TASK A: In the message, what ep_probability is recorded for the edge (3 -> 5)?

PAGE:

But that seems wrong - it looks simply at the __builtin_expect
def here, not taking into account the edge this flows through
(the unlikely edge).

If we look at the recorded edge predictions we instead see

$28 = {ep_next = 0x43e4c80, ep_edge = <edge 0x7ffff67e0f00 (3 -> 5)>, 
  ep_predictor = PRED_BUILTIN_EXPECT, ep_probability = 1000}

so that's the same edge but unlikely now.  Of course there's
no value recorded for this.  For the other edge into the PHI
we get

$31 = {ep_next = 0x43c1e90, ep_edge = <edge 0x7ffff67e0f60 (4 -> 5)>, 
  ep_predictor = PRED_BUILTIN_EXPECT, ep_probability = 9000}

so to me a more reasonable approach would be to record '0' from
the 2nd edge with a probability of 9000 (or for the '+' case IL
'1' with a probability of 1000).  There's possibly a way to
combine predictor + value (here we'd simply take the more
probable value, or the constant for a PHI).  I also see that
we handle any PHI this way, not just PHIs defined in the same
BB as the condition which op we're ultimatively interested in.

So my conclusion is that currently it's pure luck the testcase
"works", and thus adjusting it and opening a bug with the
above findings would be appropriate?

Honza?

As for the LIM testcase, I'll try massaging it further, possibly
turning it into a GIMPLE testcase with fixed counts will make it
work.

Richard.

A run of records
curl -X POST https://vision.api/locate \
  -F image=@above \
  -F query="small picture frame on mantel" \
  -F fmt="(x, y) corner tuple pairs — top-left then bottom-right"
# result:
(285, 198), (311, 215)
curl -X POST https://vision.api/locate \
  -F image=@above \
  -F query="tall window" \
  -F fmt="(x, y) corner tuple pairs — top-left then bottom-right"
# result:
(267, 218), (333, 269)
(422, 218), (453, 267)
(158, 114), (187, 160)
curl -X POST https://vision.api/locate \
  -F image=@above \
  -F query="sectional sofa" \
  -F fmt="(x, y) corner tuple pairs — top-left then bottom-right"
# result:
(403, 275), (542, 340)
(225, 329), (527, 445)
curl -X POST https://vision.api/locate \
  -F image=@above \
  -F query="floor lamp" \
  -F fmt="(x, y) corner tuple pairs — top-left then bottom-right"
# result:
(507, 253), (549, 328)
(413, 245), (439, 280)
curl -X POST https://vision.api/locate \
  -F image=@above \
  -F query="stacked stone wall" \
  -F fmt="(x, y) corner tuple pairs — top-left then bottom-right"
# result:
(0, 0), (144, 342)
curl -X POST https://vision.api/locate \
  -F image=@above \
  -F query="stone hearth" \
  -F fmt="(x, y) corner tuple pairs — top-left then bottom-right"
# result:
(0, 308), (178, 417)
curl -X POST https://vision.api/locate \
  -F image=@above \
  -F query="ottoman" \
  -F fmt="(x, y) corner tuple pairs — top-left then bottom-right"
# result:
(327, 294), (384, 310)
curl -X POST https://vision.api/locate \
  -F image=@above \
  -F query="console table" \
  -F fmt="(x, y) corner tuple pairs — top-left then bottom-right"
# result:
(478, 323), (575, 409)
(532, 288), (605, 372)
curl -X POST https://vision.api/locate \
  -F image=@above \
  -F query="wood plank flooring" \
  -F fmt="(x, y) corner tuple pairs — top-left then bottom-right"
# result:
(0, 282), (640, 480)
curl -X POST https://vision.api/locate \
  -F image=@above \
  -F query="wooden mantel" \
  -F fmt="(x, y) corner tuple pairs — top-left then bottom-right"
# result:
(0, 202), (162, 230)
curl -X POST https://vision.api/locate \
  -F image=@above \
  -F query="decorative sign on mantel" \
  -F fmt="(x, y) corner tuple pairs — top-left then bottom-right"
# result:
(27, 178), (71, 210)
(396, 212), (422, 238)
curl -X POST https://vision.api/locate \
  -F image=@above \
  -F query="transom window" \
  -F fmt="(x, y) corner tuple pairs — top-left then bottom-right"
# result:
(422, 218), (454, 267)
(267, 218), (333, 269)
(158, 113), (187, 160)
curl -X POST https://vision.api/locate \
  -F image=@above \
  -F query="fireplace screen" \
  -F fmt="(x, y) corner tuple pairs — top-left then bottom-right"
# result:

TASK B: Rewrite the records from their first line through the line that contains "(0, 308), (178, 417)", replacing every "query" with "prompt" and keeping all else the same.

EXPECTED ANSWER A: 1000

EXPECTED ANSWER B:
curl -X POST https://vision.api/locate \
  -F image=@above \
  -F prompt="small picture frame on mantel" \
  -F fmt="(x, y) corner tuple pairs — top-left then bottom-right"
# result:
(285, 198), (311, 215)
curl -X POST https://vision.api/locate \
  -F image=@above \
  -F prompt="tall window" \
  -F fmt="(x, y) corner tuple pairs — top-left then bottom-right"
# result:
(267, 218), (333, 269)
(422, 218), (453, 267)
(158, 114), (187, 160)
curl -X POST https://vision.api/locate \
  -F image=@above \
  -F prompt="sectional sofa" \
  -F fmt="(x, y) corner tuple pairs — top-left then bottom-right"
# result:
(403, 275), (542, 340)
(225, 329), (527, 445)
curl -X POST https://vision.api/locate \
  -F image=@above \
  -F prompt="floor lamp" \
  -F fmt="(x, y) corner tuple pairs — top-left then bottom-right"
# result:
(507, 253), (549, 328)
(413, 245), (439, 280)
curl -X POST https://vision.api/locate \
  -F image=@above \
  -F prompt="stacked stone wall" \
  -F fmt="(x, y) corner tuple pairs — top-left then bottom-right"
# result:
(0, 0), (144, 342)
curl -X POST https://vision.api/locate \
  -F image=@above \
  -F prompt="stone hearth" \
  -F fmt="(x, y) corner tuple pairs — top-left then bottom-right"
# result:
(0, 308), (178, 417)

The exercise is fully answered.